* Page excerpt
Business Group Blog

Court ERISA Preemption Decision Raises Concerns for Employers

A recent federal appellate court decision upholding a 2011 Michigan law that imposes a 1% tax on health care claims raises concerns for employer plans. In the court's view, the Michigan law is not preempted by ERISA, which generally exempts employer plans from similar law. Unless and until there is further action challenging the law, Michigan will continue to collect the tax, now lowered to 0.75% on claims, from insurers and administrators of self-funded plans in Michigan until it expires at the end of 2017. Though it only affects employers with employees in Michigan who receive care in the state, the decision could embolden more states to follow suit in taxing employer plans to raise revenues for state programs like Medicaid.

* Task description
Carry on the blog post about the court decision upholding Michigan's tax on health care claims, starting after its last sentence.

* Data below
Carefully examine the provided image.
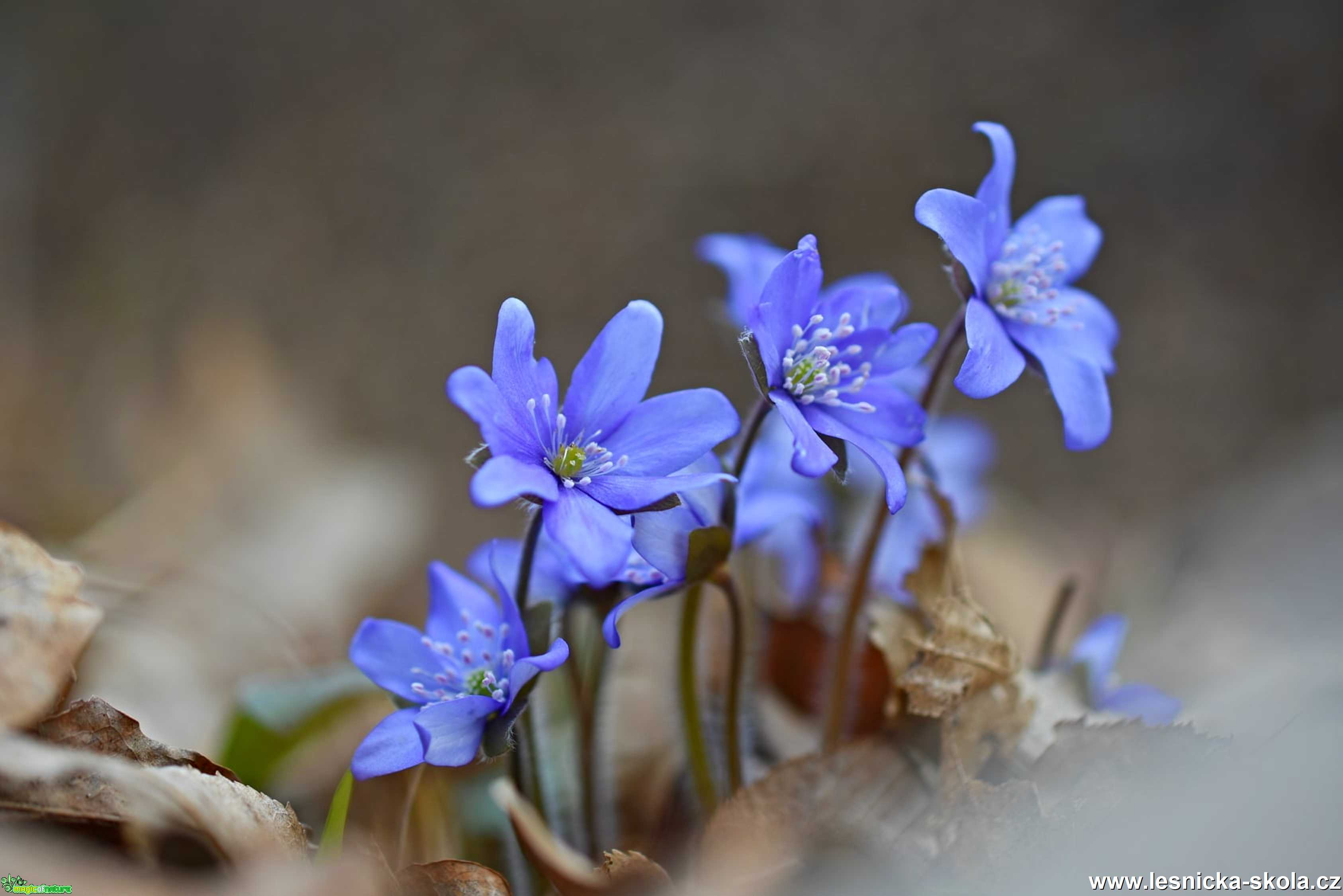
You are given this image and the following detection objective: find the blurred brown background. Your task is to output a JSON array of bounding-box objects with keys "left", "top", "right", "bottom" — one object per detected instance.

* Exercise answer
Federal Appeals Court Stands by Decision Despite Supreme Court Order to Review

Opposed by employer groups in the state and nationally, as well as unions, the law has a complicated legal history. In July, the federal 6th Circuit Court of Appeals revisited its earlier decision after the US Supreme Court ordered it to do so in the wake of a recent high court decision that overturned a Vermont law on the grounds that it violated ERISA, the federal law that generally preempts state laws affecting employer plan administration or relating to them. After a second review, the 6th Circuit reaffirmed its earlier decision and sided with the state against the Self-Insurance Institute of America, the plaintiff. The court argued that unlike the Vermont law, which required employers to report detailed information about claims and plan members, and directly impinged upon employers’ plan administration and interfered with their ability to administer their plans uniformly across the nation, the collection of the tax only requires incidental reporting and record-keeping and does not impose a substantial burden on employer plans.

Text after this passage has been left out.